SOURCE:
Murphy's law is not a joke ! - chmike
http://dis.weebly.com/1/post/2007/05/murphys-law-is-not-a-joke.html
======
chmike
@nurall

Yes, good link. I don't agree with the other comment to your post, but that is
not the point.

An important factor to take in account and that you didn't talk about is the
cost of a try. Some can be cheap and some are expensive. The eralier one
fails, the cheaper it is.

YC makes it all very cheap to increment your n. The selection process allows
you to fail very early and thus with minimal cost. Some see their dreams fell
in pieces. But they should see the positive side of it. They could have
borrowed love money, spend it all and fail. Would mom and pop be able to see
that the idea is bogus, would they be objective and honnest enough to
recognize it, even to themselves ? I wouldn't bet on this.

I am just repeating in my words what PG said. I fully agree with his analysis
and the YC combinator success confirms its validity. But apparently some
people (like Jay) don't get it.

If I had the money, I would join YC as coinvestor. Not because there might be
money to do out it. Just because it is usefull for these kids. There alot of
smart kids out there that simply don't, and won't, have their chance. What a
waste for them and for us all. I would do it as a long term investment with
most probably no direct return for me. Maybe their first project will go
nowhere, but the second, third our fourth may be the hit. Investing in these
kids is doing something very usefull for them, for the added value they will
bring to internet users, the economy, etc.

This startup news stand is also a really usefull thing and not only for people
in SV. Thanks.

------
nurall
Related post on the Probability of success/failure -
<http://news.ycombinator.com/comments?id=7680>

------
budu3
I wish maths was always taught this way.

------
omouse
The singularity is near!

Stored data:
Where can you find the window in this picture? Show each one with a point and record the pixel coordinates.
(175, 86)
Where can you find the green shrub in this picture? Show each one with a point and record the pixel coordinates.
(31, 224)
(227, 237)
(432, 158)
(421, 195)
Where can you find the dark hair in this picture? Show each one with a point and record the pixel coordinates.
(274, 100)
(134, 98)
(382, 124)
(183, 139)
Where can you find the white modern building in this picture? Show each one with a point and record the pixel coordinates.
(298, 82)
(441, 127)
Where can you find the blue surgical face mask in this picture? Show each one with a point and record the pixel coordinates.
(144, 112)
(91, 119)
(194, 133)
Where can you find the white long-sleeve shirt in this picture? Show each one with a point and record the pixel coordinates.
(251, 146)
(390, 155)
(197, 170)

STATED TASK 1:
Copy the forum thread from "YC makes it" to "bet on this.".
STATED TASK 2:
According to the forum thread, what would chmike do if chmike had the money?

FULL OUTPUT 1:
YC makes it all very cheap to increment your n. The selection process allows
you to fail very early and thus with minimal cost. Some see their dreams fell
in pieces. But they should see the positive side of it. They could have
borrowed love money, spend it all and fail. Would mom and pop be able to see
that the idea is bogus, would they be objective and honnest enough to
recognize it, even to themselves ? I wouldn't bet on this.

FULL OUTPUT 2:
Join YC as a coinvestor.